> Exercise requirements
Convert the entries into a two-column CSV with the headers text and answer, starting at the line that contains "buddha's face -> mask for every instance" and stopping after the line that contains "13], [124, 18]]". Write one row per entry, put each field in double quotes, and replace its line breaks with spaces.

________________________________________

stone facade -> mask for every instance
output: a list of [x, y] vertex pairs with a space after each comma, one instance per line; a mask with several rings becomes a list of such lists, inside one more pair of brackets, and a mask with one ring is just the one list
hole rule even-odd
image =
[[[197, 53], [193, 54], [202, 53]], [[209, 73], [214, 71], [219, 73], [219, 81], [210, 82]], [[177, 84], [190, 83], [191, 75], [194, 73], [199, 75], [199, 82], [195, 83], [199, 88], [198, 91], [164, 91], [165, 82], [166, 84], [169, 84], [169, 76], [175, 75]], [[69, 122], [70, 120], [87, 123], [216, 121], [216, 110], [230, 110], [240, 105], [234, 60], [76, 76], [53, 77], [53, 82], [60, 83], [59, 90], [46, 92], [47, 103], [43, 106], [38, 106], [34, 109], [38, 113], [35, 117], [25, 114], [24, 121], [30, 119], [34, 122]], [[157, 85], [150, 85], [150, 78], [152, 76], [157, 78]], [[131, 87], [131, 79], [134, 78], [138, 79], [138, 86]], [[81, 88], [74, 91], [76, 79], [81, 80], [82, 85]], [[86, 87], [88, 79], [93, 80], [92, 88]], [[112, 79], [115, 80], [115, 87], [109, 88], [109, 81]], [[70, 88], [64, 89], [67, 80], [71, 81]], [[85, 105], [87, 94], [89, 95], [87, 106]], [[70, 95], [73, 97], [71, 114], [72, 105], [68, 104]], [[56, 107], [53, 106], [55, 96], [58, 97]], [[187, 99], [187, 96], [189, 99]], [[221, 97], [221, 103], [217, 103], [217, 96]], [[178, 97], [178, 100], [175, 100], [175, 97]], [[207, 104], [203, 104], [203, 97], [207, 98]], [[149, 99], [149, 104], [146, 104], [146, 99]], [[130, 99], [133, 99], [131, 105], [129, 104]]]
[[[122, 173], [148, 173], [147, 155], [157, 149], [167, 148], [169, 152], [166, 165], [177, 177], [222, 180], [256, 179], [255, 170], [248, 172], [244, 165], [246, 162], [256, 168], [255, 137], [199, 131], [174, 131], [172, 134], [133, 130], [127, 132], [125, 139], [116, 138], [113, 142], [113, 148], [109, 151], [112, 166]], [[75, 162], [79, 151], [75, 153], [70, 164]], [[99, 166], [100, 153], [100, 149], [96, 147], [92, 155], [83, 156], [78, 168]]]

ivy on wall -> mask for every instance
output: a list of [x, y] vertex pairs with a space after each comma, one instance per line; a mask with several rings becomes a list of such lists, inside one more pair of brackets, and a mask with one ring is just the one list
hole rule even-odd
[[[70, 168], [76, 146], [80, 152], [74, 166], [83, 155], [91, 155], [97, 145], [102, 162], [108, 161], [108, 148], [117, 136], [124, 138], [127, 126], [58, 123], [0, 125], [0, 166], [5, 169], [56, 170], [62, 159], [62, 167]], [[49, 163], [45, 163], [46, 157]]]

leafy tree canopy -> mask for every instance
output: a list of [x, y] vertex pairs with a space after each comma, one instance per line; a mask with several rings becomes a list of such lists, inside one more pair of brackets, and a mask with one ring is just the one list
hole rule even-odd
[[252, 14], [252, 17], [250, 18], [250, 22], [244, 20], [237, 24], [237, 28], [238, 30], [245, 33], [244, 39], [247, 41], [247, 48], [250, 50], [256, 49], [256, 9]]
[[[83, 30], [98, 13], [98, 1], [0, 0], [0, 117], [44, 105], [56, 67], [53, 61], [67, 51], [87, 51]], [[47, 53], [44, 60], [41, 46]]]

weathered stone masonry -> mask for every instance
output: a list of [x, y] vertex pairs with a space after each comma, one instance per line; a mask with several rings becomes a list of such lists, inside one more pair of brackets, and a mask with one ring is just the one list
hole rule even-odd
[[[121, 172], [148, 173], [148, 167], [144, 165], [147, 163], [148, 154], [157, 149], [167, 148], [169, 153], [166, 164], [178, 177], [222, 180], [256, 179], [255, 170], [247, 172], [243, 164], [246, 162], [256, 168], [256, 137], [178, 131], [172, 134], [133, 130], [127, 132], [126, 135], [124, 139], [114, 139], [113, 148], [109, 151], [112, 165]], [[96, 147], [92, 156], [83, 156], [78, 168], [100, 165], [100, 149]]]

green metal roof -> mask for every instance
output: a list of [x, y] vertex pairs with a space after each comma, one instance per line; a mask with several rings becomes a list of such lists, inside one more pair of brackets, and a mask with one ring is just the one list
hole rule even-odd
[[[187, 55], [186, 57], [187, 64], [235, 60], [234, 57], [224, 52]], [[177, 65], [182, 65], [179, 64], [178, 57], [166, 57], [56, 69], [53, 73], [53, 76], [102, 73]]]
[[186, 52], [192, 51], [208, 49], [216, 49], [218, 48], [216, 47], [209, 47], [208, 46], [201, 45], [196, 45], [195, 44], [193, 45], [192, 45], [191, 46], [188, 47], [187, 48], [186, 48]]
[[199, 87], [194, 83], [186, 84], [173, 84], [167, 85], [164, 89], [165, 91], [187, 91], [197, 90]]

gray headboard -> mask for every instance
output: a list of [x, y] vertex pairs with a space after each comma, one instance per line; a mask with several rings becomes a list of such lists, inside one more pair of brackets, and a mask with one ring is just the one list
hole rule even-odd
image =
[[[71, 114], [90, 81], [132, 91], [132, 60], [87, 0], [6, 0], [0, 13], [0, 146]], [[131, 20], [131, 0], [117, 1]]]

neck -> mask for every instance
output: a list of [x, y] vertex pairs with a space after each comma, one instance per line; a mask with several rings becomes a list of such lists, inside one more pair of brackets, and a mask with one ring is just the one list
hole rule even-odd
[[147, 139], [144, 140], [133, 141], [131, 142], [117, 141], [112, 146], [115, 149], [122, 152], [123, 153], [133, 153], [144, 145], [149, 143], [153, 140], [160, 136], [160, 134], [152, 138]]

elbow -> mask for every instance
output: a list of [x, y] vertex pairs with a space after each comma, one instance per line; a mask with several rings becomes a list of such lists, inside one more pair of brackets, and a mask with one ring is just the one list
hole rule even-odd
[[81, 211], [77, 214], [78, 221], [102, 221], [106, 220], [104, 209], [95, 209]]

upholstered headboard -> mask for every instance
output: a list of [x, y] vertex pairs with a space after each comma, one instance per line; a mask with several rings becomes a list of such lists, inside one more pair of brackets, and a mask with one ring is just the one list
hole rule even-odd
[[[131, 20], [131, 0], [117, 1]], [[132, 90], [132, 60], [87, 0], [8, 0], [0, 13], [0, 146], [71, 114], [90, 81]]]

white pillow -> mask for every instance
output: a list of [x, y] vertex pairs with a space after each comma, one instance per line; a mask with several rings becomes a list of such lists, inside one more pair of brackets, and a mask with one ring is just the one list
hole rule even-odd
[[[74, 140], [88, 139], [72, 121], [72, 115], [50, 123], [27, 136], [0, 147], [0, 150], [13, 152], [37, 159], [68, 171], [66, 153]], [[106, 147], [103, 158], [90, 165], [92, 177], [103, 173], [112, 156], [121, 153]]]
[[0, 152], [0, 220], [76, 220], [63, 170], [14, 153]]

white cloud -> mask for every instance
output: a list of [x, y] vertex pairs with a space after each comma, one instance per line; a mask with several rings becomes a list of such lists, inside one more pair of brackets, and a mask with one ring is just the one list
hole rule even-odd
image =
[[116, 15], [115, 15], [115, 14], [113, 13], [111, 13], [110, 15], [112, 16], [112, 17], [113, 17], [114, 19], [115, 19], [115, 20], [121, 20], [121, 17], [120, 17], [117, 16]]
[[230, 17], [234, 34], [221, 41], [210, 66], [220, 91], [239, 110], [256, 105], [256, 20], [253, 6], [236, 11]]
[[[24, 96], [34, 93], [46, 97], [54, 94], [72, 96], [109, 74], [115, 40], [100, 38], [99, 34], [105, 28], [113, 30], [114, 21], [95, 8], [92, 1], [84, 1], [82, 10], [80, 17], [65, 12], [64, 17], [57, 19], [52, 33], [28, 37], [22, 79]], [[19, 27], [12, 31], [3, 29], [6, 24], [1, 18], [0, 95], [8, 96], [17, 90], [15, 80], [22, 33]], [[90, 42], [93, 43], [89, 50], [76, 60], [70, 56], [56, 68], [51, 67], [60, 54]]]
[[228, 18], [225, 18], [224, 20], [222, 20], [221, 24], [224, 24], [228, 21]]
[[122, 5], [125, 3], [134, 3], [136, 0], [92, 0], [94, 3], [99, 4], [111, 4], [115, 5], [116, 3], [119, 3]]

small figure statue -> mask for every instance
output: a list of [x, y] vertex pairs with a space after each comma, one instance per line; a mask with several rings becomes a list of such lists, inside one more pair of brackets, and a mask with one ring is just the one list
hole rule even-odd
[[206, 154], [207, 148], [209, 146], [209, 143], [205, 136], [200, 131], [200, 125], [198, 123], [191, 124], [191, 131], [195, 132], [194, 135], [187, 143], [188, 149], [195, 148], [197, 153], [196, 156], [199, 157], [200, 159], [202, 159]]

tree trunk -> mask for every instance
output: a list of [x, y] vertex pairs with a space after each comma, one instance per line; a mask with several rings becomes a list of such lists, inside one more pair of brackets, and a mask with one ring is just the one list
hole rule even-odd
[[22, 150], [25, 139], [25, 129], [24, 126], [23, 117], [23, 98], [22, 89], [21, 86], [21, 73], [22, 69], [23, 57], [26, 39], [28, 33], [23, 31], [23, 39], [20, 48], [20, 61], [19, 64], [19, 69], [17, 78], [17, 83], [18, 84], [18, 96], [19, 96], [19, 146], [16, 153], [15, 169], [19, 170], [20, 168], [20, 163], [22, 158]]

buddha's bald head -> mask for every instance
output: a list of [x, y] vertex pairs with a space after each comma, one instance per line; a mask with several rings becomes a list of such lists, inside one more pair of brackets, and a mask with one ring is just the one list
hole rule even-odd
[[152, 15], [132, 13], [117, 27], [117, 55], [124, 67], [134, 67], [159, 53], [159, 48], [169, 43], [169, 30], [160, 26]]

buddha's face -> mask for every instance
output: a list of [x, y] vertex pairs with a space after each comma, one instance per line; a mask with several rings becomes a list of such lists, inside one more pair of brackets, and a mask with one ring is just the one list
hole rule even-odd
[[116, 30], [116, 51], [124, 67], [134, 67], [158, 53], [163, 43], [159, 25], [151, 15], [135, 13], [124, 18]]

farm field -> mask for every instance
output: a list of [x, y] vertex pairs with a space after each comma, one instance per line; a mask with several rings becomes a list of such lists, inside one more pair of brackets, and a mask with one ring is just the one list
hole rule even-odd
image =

________________________________________

> Written solution
text,answer
"buddha's face -> mask for every instance output: a list of [x, y] vertex pairs with a space after each comma, one instance per line; a mask with several rings becomes a list of such lists, inside one more pair of brackets, and a mask with one ring is just the one list hole rule even-odd","[[116, 30], [116, 51], [124, 67], [134, 67], [158, 53], [163, 43], [159, 25], [151, 15], [135, 13], [124, 18]]"